◆ Deine Aufgabe ◆
Schreibe die gesamte Auflistung unten Zeile für Zeile unverändert ab, lass dabei aber die Bilder weg.

◆ Extrahierte Angaben ◆
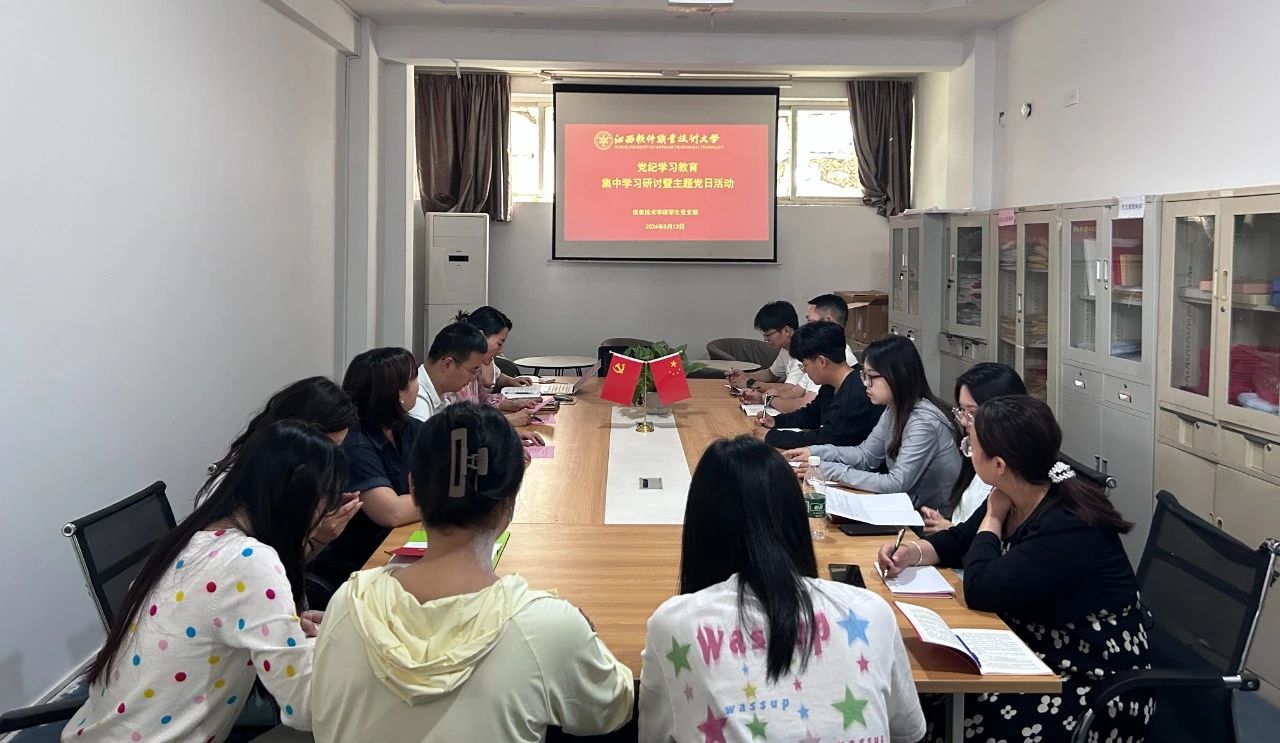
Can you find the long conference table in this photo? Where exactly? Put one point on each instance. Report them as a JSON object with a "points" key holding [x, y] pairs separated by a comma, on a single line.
{"points": [[618, 574]]}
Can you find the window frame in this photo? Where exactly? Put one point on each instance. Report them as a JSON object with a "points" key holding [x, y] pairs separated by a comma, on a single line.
{"points": [[545, 140]]}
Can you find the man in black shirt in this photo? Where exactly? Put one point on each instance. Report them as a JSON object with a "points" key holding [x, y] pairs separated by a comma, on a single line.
{"points": [[840, 414]]}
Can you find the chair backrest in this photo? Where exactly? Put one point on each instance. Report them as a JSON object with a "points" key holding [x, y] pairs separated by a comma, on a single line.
{"points": [[743, 350], [611, 346], [1203, 588], [1102, 481], [114, 543]]}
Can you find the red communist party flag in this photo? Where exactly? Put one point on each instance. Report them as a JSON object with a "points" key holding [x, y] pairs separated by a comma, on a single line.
{"points": [[668, 378], [620, 382]]}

◆ Ergebnis der Übung ◆
Can you find the long conference table in this photo? Where exactly? Put one point on each instance. Report them as a JSON object with a "points" key holding [x, y] pairs separated by a comma, on a single line.
{"points": [[618, 574]]}
Can you find the window frame in this photo? Where exactly? Put one point on each instance. Report them as a JSON object with a "points" key holding [x, y] pairs separated by a comma, on a single line.
{"points": [[545, 140]]}
Can you find the man in black shirt in this photo? Where exactly? Put one point on each instance. Report them as a JSON object with a "points" key holding [x, y] pairs separated by a comma, on a single line.
{"points": [[840, 414]]}
Can you find the chair backrest in this photo? Where exactly? Put one point on each instance. Report them as a JSON object with a "points" key holding [x, y] pairs separated by a comma, on a single line.
{"points": [[743, 350], [611, 346], [1203, 588], [1102, 481], [114, 543]]}
Can you find the red communist party flag in this photo? Where exactly? Put one point on each instance. Report them as a JSON object with a "points" key holding [x, y] pairs separated by a comma, on a single line.
{"points": [[668, 378], [620, 382]]}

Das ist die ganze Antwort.